[Stored items]
————

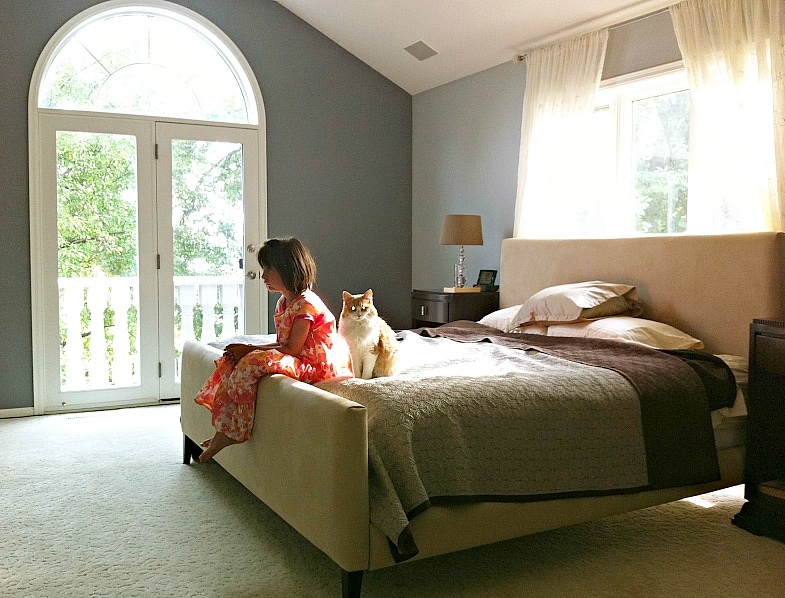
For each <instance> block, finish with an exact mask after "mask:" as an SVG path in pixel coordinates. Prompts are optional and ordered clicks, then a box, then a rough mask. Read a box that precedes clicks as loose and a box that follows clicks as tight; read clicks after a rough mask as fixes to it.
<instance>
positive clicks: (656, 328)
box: [548, 316, 703, 349]
mask: <svg viewBox="0 0 785 598" xmlns="http://www.w3.org/2000/svg"><path fill="white" fill-rule="evenodd" d="M548 336H578V337H583V338H604V339H608V340H614V341H622V342H625V343H636V344H638V345H644V346H646V347H651V348H652V349H702V348H703V342H702V341H699V340H698V339H696V338H693V337H692V336H690V335H689V334H687V333H686V332H682V331H681V330H679V329H678V328H674V327H673V326H669V325H668V324H663V323H662V322H655V321H654V320H645V319H643V318H631V317H628V316H616V317H613V318H603V319H601V320H590V321H587V322H574V323H571V324H553V325H551V326H549V327H548Z"/></svg>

————

§ To do
Restate the entries verbatim and exclude any pictures.

§ Reply to the exercise
For each <instance> block, finish with an exact mask after "mask:" as an SVG path in pixel coordinates. Prompts are optional and ordered clicks, then a box, then a rough mask. Read a box that precedes clicks as loose and a box that follows clicks as tight; read clicks after a rough mask as fixes to it.
<instance>
positive clicks: (656, 328)
box: [548, 316, 703, 349]
mask: <svg viewBox="0 0 785 598" xmlns="http://www.w3.org/2000/svg"><path fill="white" fill-rule="evenodd" d="M548 336H578V337H583V338H604V339H608V340H614V341H622V342H625V343H636V344H638V345H644V346H646V347H651V348H652V349H702V348H703V342H702V341H699V340H698V339H696V338H693V337H692V336H690V335H689V334H687V333H686V332H682V331H681V330H679V329H678V328H674V327H673V326H669V325H668V324H663V323H662V322H655V321H654V320H645V319H643V318H631V317H628V316H616V317H613V318H603V319H601V320H590V321H587V322H574V323H571V324H553V325H551V326H549V327H548Z"/></svg>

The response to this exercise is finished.